» **QUOTED TEXT**:
Today, the End Racial Profiling Act (ERPA) was reintroduced by Congressmembers Ben Cardin and John Conyers with key, new language expanding the ban on racial profiling to include profiling based on gender, gender identity, and sexual orientation.

An important priority for Lambda Legal, our policing and criminal justice work includes working against discriminatory policing of all of our communities by passing a comprehensive and enforceable ban on police profiling. Racial profiling robs people of their humanity and instills fear and distrust among members of vulnerable communities.

Read the letter to Senator Cardin and Representative Conyers we signed with many other civil rights organizations.

As we recently showed the President's Task Force on 21st Century Policing , Lambda Legal’s survey of thousands of LGBT people and people living with HIV, “Protected and Served,” yielded  many accounts of how law enforcement agents target LGBT people for discrimination, harassment, and even sexual assault: “25 percent of respondents with any recent police contact reported at least one type of misconduct or harassment, such as being accused of an offense they did not commit, verbal assault, being arrested for an offense they did not commit, sexual harassment, physical assault, or sexual assault.”  The intersections of race and LGBT identity compounded the impact.

From Stonewall to stop-and-frisk, LGBTQ people - and particularly LGBTQ people of color, LGBTQ youth, and transgender and gender-nonconforming people - have long been targets of profiling and other forms of discriminatory policing. The consequences have ranged from deportation to death , arrest to assault , homophobic harassment to humiliation.

» **Records from a dataset**:
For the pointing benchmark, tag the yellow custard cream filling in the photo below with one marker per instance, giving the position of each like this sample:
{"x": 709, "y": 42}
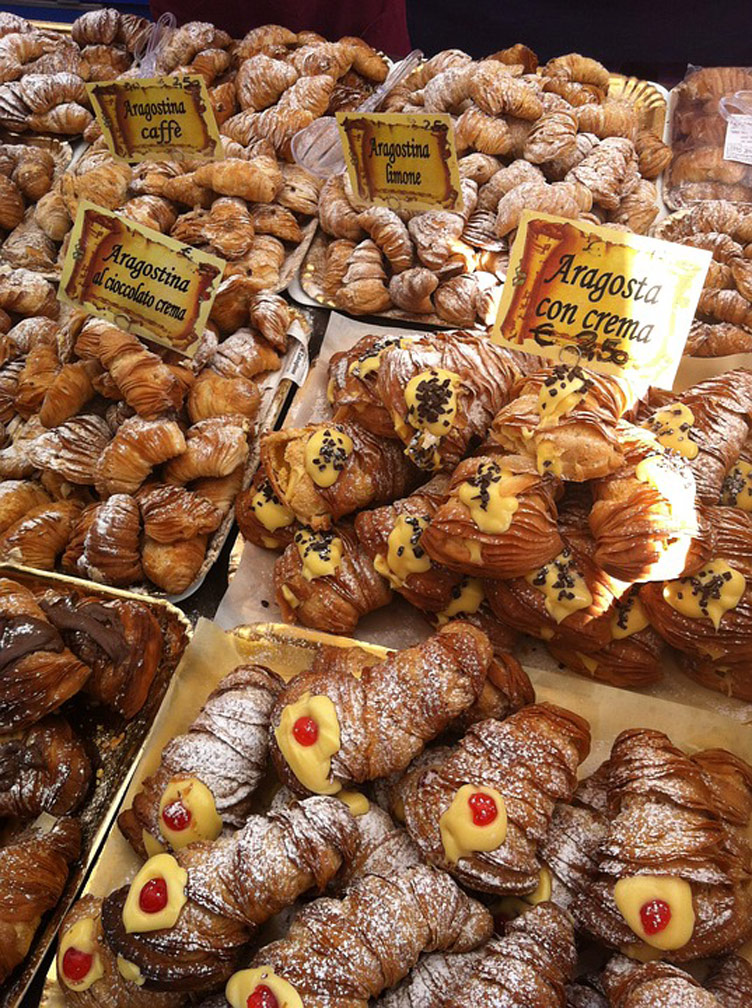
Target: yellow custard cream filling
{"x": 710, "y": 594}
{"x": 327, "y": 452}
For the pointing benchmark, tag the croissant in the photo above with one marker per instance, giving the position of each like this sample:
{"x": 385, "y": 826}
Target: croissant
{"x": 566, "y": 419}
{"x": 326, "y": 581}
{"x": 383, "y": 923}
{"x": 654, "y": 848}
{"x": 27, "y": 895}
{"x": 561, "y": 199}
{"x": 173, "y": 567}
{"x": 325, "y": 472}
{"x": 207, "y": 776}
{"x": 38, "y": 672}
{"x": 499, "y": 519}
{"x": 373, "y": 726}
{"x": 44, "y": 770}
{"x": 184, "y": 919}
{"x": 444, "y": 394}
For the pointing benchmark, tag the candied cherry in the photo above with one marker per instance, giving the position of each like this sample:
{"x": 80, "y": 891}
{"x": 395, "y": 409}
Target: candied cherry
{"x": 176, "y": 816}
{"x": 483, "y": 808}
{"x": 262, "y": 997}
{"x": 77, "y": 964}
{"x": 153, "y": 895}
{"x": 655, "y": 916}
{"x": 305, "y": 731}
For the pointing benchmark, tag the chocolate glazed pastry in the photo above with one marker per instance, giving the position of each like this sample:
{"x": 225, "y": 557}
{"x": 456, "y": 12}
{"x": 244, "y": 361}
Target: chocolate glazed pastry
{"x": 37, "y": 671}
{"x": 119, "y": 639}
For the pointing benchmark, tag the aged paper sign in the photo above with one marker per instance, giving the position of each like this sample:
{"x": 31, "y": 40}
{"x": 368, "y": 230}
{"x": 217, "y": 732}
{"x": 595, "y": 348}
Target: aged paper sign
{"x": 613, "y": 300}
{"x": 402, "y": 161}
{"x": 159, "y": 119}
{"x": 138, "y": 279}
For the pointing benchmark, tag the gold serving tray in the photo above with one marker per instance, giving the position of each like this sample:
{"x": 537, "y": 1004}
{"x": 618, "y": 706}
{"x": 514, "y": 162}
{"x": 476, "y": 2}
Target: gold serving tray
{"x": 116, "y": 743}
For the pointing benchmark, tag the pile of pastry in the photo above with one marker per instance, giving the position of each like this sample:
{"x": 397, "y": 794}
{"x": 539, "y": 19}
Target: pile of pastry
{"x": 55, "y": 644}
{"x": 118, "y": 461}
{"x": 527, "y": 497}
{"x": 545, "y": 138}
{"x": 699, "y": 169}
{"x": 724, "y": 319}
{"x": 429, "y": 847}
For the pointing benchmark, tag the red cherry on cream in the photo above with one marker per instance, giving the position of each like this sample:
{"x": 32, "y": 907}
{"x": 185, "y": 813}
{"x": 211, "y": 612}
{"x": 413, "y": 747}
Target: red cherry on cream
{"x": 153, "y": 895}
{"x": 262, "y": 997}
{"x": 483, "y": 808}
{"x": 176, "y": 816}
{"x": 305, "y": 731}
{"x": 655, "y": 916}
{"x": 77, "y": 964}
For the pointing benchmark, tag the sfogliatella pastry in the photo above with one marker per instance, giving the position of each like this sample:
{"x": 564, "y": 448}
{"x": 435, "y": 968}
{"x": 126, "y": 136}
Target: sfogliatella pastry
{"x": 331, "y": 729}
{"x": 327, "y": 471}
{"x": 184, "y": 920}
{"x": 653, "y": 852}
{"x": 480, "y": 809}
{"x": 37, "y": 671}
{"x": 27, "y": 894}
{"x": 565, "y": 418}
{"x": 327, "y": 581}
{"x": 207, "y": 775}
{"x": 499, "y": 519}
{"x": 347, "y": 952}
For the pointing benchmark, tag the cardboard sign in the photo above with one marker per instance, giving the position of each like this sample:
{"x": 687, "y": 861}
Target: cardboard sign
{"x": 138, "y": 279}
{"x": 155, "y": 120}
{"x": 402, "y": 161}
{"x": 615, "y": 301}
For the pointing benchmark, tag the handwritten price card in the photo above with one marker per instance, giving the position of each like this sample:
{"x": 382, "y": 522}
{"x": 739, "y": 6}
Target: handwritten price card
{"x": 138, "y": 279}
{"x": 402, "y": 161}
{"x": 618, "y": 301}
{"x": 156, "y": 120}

* * *

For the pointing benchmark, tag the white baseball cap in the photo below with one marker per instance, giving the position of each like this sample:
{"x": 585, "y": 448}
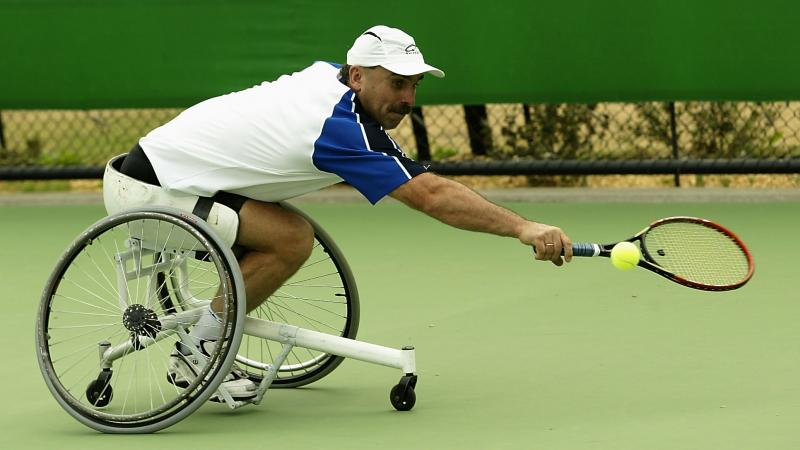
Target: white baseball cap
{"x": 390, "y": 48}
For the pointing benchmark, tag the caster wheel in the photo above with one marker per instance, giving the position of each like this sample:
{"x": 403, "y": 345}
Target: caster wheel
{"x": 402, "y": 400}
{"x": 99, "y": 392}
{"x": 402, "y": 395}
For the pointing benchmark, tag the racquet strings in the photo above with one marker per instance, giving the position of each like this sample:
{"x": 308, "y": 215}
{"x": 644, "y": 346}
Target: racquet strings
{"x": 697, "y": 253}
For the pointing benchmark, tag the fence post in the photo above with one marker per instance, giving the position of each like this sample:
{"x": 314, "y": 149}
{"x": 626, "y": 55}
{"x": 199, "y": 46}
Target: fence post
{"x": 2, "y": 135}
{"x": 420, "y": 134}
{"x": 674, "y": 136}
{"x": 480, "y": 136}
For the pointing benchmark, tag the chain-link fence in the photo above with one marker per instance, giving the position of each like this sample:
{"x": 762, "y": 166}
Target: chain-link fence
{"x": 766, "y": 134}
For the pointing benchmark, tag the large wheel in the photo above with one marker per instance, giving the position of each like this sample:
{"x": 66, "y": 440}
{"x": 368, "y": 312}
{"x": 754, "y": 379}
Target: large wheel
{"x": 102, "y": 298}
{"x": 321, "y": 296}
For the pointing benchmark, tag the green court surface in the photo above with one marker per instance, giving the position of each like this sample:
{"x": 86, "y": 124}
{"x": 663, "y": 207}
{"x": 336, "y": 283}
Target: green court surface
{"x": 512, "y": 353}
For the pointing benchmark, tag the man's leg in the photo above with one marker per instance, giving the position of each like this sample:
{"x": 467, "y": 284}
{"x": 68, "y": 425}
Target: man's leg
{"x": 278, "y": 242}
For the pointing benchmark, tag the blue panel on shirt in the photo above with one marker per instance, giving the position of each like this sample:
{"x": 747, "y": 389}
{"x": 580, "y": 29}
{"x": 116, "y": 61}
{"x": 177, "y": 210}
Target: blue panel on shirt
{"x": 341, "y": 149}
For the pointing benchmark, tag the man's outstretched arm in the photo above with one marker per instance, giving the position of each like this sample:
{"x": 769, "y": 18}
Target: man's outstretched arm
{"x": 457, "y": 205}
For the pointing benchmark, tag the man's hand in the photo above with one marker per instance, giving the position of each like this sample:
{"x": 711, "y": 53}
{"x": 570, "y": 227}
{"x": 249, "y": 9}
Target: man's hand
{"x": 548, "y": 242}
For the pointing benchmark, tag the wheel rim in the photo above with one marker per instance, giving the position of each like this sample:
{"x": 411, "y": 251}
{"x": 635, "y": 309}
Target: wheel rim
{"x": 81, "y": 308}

» **WHAT THIS EXERCISE ASKS**:
(1) Retype the text on police profiling, starting at "An important priority" and ending at "civil rights organizations.".
(2) Write what comes next in the text on police profiling, picking up after its final sentence.

» **EXERCISE RESULTS**:
(1)
An important priority for Lambda Legal, our policing and criminal justice work includes working against discriminatory policing of all of our communities by passing a comprehensive and enforceable ban on police profiling. Racial profiling robs people of their humanity and instills fear and distrust among members of vulnerable communities.

Read the letter to Senator Cardin and Representative Conyers we signed with many other civil rights organizations.

(2)
Every person, regardless of race, religion, HIV status, sexual orientation or gender identity, must be able to walk the streets without fear for their safety, including fear of police profiling and discriminatory policing practices. Profiling – whether it’s based on race, religion, sexual orientation, or gender identity – has no place in our society.

It is therefore important that both ERPA’s profiling ban and the enforcement mechanisms it creates address the multiple ways that people of color experience racial profiling, including profiling targeting gender, gender identity and sexual orientation.

An inclusive ERPA, embracing intersectional identities, will benefit all members of communities of color who experience discriminatory policing based on actual or perceived gender, gender identity, or sexual orientation, and will represent an important step toward addressing police profiling.

We thank Senator Cardin and Representative Conyers for their leadership on this bill to help end racial profiling in this country, and we urge the swift passage of this vital legislation.